◆ **FRAGMENTO**
■ ■ ■ ■

Esta señal de alarma aparece como título de un libro que se define como “Manifiesto por el New Green Deal”. Sus autores, Héctor Tejero y Emilio Santiago, son treintañeros, lo cual da al libro el valor añadido de testificar en nombre de la generación más joven que hoy tiene ya una presencia política en España. Se trata de una obra imprescindible, que describe con gran eficacia el estado actual de la crisis ecológica y la alarma climática y se pregunta a continuación cómo abordar la situación desde posiciones democráticas e igualitarias.

La imagen que dibujan es tributaria de una fecunda lectura cruzada de la literatura anticapitalista y la ecologista, que confiere al resultado una amplitud de perspectiva y una riqueza informativa notables. A eso hay que añadir un estimulante abordaje de las posibles salidas emancipatorias, con mucho conocimiento de la historia pasada de las luchas por la libertad y a la vez mucha imaginación para proyectar propuestas de acción atractivas y dignas de consideración. No en balde uno de los autores ha sido militante y activista político y concejal de Móstoles, de modo que habla también desde la reflexión sobre prácticas políticas y sociales concretas ―un “pragmatismo utópico”, según sus propias palabras― que corrige las tendencias a la especulación libresca que abundan en este tipo de literatura.

■ ■ ■ ■

◆ **QUÉ SE PIDE**
Responde estas preguntas según el fragmento:
1. ¿Cómo se define el libro?
2. ¿De qué municipio fue concejal uno de los autores?
3. ¿Con qué expresión describen los autores su propia manera de reflexionar sobre prácticas políticas y sociales concretas?
Usa solo el fragmento para responder.

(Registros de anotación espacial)
■ ■ ■ ■

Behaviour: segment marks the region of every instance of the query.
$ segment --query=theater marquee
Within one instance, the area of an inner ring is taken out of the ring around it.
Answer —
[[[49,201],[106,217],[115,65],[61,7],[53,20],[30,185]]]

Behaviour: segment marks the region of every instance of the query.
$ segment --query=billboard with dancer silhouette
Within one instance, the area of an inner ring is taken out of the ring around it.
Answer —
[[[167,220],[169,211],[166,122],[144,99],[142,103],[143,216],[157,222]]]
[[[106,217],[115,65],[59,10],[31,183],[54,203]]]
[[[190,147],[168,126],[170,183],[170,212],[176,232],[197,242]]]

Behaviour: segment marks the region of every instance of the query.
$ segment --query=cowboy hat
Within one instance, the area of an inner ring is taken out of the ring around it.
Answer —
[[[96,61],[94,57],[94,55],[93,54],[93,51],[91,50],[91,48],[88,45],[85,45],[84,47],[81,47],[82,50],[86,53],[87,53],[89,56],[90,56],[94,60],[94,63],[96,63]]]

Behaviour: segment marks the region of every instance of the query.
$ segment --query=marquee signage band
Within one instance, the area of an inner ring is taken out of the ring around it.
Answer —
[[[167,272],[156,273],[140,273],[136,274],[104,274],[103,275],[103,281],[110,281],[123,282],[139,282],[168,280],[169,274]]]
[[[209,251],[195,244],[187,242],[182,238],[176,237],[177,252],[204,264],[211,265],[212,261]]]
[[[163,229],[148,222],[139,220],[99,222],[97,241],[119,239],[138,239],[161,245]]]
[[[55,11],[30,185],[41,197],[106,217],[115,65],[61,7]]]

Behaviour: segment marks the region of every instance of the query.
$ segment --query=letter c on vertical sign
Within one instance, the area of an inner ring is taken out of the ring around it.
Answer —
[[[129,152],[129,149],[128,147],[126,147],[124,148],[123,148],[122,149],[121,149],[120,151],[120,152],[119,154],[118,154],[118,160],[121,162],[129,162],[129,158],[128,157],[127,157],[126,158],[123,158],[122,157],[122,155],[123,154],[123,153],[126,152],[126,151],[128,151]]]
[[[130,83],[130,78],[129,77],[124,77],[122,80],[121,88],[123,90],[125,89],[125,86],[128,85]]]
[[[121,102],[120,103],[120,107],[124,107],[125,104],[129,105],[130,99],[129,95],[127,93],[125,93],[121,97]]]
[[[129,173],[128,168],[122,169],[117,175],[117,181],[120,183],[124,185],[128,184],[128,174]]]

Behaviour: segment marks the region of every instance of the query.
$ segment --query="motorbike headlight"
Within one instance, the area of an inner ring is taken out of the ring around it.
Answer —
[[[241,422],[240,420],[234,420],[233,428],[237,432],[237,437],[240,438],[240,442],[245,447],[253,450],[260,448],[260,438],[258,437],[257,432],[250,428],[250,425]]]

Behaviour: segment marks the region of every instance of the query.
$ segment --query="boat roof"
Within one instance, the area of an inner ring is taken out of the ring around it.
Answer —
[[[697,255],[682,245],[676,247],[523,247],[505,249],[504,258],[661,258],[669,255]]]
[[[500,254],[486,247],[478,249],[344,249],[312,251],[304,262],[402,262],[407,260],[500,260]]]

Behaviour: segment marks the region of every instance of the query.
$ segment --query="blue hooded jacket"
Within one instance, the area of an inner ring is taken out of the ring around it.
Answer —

■ ■ ■ ■

◆ **SOLUCIÓN ESCRITA**
1. Como "Manifiesto por el New Green Deal".
2. De Móstoles.
3. Con la expresión "pragmatismo utópico".